- [Task A] Tally the lines in the records that contain the string "kelp", treating uppercase and lowercase as different, and give only the number.

- [Document text]
America's trust in scientists is so misplaced.

The quick conversion does point to something else we should consider: that despite heterogenous capital, re-allocation of resources can be quite fast when allowed to occur. I think this supports the notion that a hayekian recovery after of credit boom/bust can be swift if it is supported by nominal stability, even given massive malinvestment.

The challenge for us then becomes explaining why a recovery such as ours has been so slow and doing so with rigor.

John, Estey's book "Business Cycles" has a great chart of every business cycle from 1790 to 1949 in the US, and discusses business cycles in the UK. In that period the US had 47 business cycles. The economy recovered relatively quickly after each depression until the Great D, the first time the state decided to rescue us.

Hayek has a section in PII that talks about the effects of monetary and fiscal stimuli on the Ricardo Effect which I think does a good job of explaining why this recovery, and the Great D, lasted so long:

Monetary pumping shortens the expansion by encouraging rapid growth in capital goods investment. That's why I think we have had mini booms and busts over the past three years.

Fiscal stimuli cut short the expansion by causing price inflation, which makes labor cheaper, so consumer goods producers quit buying capital goods and the capital goods sector collapses.

But as Estey wrote, not Hayek, downturns with a housing crisis tend to last longer and produce anemic expansions because housing and related businesses are such a huge part of the economy. Downturns that happen when real estate is rising (2001) tend to be short and the expansions longer. All of the worst depressions have included real estate crises. Real estate and banking crises tend to go together.

"The quick conversion does point to something else we should consider: that despite heterogenous capital, re-allocation of resources can be quite fast when allowed to occur."

Isn't this confusion? Coal has not declined because gas is so much cheaper. It has declined because the EPA and the Obama people want to destroy the coal industry. Shale gas producers have sold most of their product under $4.00 per Mcf while their all-in cost is more than $7.50. That is not the foundation of a sustainable trend, which is why the gas rig count if falling.

Hooray for geologists and economics!

What Daniel Kuehn said. Plus I think a lot of folks worried about climate change already have an appreciation for market processes - look at all the calls for a Pigouvian tax or cap & trade scheme to push relative prices in one direction or another.

- look at all the calls for a Pigouvian tax or cap & trade scheme

And look at how well it has been implimented and how well it has worked.

In Europe, there is (was) much moralizing about the issue, but despite the individual EU member goals of CO2 reduction, the trend line for CO2 emmissions in every western European country is busting through the reduction targets like they were not even there. This despite the 2008 crash and subsequent EU financial and debt crisis.

At the end of the day, climate engineering turns out to be a problem of social engineering. If we learned anything from Hayek, it is that social engineering is a fools errand. We do not have the ability to know whether our social engineering will end up being completely counterproductive to our goals.

The only hope of actually reducing CO2 emmissions (which I concede could be problematic for humanity long term, but is especially problematic for the biogeochemistry of the oceans) rests on the spontaneous order of the market driven by science and innovation motivated by profit, but governed by organically arising local and regional rules for the usage of common pool resources, and which consider the broad dynamic spectrum of changes and threats to these resources (we deal with highly non-linear systems). Elinor Ostrom has described this sort of potential emergence of rules for other common pool resource usage.

I have criticized some of Ostrom's late rather naive views of the European green movements and the big global treaties, but there is much to be learned from her research into the way rules governing the commons can emerge.

What are your thoughts on the possibly of global production reach peak oil and its impact on CO2 emissions? It almost seems that as $/barrel keeps ticking upwards and the associative energy costs will slow production down enough to pull back CO2 produced.

Photo object pointing records:

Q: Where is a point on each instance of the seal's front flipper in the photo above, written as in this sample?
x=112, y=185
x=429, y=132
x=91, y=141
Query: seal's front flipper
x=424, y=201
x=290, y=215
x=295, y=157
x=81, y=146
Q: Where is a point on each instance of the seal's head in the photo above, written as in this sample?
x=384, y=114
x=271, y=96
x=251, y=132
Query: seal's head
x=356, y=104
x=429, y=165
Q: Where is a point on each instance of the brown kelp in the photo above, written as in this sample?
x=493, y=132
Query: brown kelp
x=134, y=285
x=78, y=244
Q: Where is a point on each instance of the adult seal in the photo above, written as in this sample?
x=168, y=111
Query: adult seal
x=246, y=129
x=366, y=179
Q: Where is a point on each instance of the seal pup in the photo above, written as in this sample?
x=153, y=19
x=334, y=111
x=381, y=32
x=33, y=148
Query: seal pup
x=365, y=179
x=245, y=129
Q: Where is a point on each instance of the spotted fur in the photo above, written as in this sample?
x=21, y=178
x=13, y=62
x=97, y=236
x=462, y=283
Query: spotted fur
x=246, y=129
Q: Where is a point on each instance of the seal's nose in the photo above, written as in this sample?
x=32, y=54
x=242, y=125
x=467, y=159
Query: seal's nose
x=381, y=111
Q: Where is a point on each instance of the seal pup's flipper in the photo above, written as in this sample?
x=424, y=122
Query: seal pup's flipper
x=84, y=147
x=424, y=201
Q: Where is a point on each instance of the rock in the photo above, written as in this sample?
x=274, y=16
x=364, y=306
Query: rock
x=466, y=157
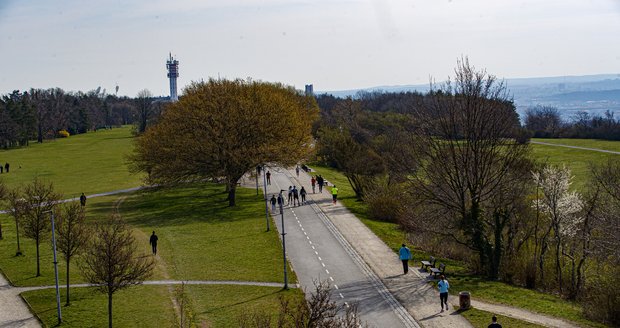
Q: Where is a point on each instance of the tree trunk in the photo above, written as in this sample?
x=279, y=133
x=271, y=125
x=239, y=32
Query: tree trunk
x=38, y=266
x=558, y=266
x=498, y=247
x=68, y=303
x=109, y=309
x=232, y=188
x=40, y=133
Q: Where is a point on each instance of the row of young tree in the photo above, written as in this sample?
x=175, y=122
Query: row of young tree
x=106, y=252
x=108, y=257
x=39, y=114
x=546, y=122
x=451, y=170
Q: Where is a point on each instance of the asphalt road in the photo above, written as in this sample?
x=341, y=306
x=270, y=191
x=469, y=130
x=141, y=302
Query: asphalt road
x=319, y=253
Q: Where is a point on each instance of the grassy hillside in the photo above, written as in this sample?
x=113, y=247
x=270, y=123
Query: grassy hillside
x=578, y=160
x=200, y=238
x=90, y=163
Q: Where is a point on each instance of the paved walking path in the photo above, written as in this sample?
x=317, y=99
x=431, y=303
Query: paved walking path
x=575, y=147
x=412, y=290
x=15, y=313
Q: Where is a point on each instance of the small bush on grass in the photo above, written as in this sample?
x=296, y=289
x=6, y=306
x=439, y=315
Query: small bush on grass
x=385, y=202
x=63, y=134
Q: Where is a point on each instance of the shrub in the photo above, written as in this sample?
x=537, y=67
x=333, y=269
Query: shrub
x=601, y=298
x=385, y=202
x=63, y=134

- [Task B] Output the part of the discussion of economic recovery and climate policy between "At the end of" and "to our goals.", inclusive, with no changes.

- [Task response A] 2

- [Task response B]
At the end of the day, climate engineering turns out to be a problem of social engineering. If we learned anything from Hayek, it is that social engineering is a fools errand. We do not have the ability to know whether our social engineering will end up being completely counterproductive to our goals.